▶ _What is being asked_
Please write out exactly the lines that begin at the line containing "the wooden headboard" and run to the end of the records.

▶ _Source material_
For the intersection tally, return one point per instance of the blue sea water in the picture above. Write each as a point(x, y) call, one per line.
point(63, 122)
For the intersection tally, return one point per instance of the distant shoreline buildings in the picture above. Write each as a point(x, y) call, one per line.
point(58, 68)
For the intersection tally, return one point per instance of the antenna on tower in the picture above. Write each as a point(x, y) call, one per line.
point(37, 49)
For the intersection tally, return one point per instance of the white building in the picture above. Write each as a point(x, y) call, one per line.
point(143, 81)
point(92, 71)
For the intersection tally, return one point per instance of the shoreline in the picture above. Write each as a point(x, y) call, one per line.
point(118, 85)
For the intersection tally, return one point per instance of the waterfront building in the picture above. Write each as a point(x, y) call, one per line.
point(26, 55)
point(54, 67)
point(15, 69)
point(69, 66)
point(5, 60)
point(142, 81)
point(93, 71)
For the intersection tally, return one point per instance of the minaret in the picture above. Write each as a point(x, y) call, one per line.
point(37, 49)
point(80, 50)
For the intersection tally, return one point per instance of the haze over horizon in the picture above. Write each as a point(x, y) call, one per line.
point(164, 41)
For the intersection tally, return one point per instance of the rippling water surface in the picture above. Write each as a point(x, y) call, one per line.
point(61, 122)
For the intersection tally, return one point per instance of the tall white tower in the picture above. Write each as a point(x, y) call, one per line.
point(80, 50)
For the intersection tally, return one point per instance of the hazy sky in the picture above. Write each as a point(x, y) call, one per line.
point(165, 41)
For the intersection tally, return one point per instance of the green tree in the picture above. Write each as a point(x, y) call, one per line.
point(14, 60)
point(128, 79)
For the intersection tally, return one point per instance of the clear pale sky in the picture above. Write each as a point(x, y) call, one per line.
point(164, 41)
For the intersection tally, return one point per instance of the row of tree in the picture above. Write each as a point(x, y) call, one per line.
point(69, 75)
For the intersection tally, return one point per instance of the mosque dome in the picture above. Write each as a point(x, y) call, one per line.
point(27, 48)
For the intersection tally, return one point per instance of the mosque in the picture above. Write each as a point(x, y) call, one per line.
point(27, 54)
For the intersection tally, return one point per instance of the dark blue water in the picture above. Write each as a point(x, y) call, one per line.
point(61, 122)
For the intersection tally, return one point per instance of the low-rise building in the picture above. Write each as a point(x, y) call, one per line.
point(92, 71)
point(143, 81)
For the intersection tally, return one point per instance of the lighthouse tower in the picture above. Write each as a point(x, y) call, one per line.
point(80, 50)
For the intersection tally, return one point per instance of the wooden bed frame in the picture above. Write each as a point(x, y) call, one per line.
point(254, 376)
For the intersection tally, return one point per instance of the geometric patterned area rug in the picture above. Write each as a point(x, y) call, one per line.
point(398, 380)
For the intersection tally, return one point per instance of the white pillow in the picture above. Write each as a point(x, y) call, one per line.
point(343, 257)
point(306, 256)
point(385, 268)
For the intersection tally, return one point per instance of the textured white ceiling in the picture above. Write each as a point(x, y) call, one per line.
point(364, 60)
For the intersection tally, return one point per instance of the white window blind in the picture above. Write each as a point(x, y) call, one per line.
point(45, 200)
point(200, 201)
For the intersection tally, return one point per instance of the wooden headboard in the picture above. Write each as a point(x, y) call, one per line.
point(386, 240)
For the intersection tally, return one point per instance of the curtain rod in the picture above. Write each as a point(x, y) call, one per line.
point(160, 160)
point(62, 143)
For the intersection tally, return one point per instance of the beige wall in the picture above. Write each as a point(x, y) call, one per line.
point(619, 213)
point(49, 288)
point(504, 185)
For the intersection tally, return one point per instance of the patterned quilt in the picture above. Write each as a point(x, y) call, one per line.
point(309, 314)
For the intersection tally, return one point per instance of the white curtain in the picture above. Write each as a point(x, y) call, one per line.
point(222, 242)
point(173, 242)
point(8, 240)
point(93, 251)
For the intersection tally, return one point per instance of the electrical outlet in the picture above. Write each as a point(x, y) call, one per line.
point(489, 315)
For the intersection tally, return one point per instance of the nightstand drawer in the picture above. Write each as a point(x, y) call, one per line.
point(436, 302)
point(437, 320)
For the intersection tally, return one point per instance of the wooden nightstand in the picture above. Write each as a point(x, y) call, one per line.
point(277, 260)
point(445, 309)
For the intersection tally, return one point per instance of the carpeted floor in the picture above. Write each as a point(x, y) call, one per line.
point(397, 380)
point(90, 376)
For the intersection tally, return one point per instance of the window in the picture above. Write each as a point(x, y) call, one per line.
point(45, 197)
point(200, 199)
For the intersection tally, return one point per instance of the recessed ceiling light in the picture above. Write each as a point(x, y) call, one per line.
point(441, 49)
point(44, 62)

▶ _Result below_
For the intersection tally, return one point per instance of the wooden headboard in the picture above. Write each as a point(x, y) call, one per line.
point(386, 240)
For the intersection tally, return one point per instance of the curtain rod in the picture above. Write each as a point(x, y) call, one per line.
point(160, 160)
point(62, 143)
For the intersection tally, return one point per instance of the beige wall in the picture above. Write each as a point(x, y) call, one per line.
point(619, 213)
point(49, 288)
point(504, 185)
For the intersection tally, return one point per instance of the patterned quilt in the picture above. Write each as a point(x, y) call, one per line.
point(309, 314)
For the intersection tally, return one point per instance of the white curtain in the picture above. Write each as a point(x, y) call, one per line.
point(222, 242)
point(173, 242)
point(8, 240)
point(93, 251)
For the intersection tally, return one point per instance of the electrical outlet in the picture above. Write each as a point(x, y) call, one per line.
point(489, 315)
For the intersection tally, return one point per instance of the nightstand drawer in the picture above. Write each as a point(x, y) call, one per line.
point(436, 302)
point(437, 320)
For the intersection tally, return one point per instance of the wooden nightstand in the picture above. Write each as a point(x, y) call, one per line.
point(277, 260)
point(445, 309)
For the intersection tally, return one point per instance of the carpeted floor in the picture above. Write each as a point(x, y) call, one per line.
point(397, 380)
point(90, 376)
For the intersection tally, return one point per instance of the window in the picture above. Write each as a point(x, y) call, one per line.
point(45, 197)
point(200, 199)
For the intersection tally, return one point per instance of the recessed ceiling light in the picture above. Write each as a point(x, y) call, one per line.
point(441, 49)
point(44, 62)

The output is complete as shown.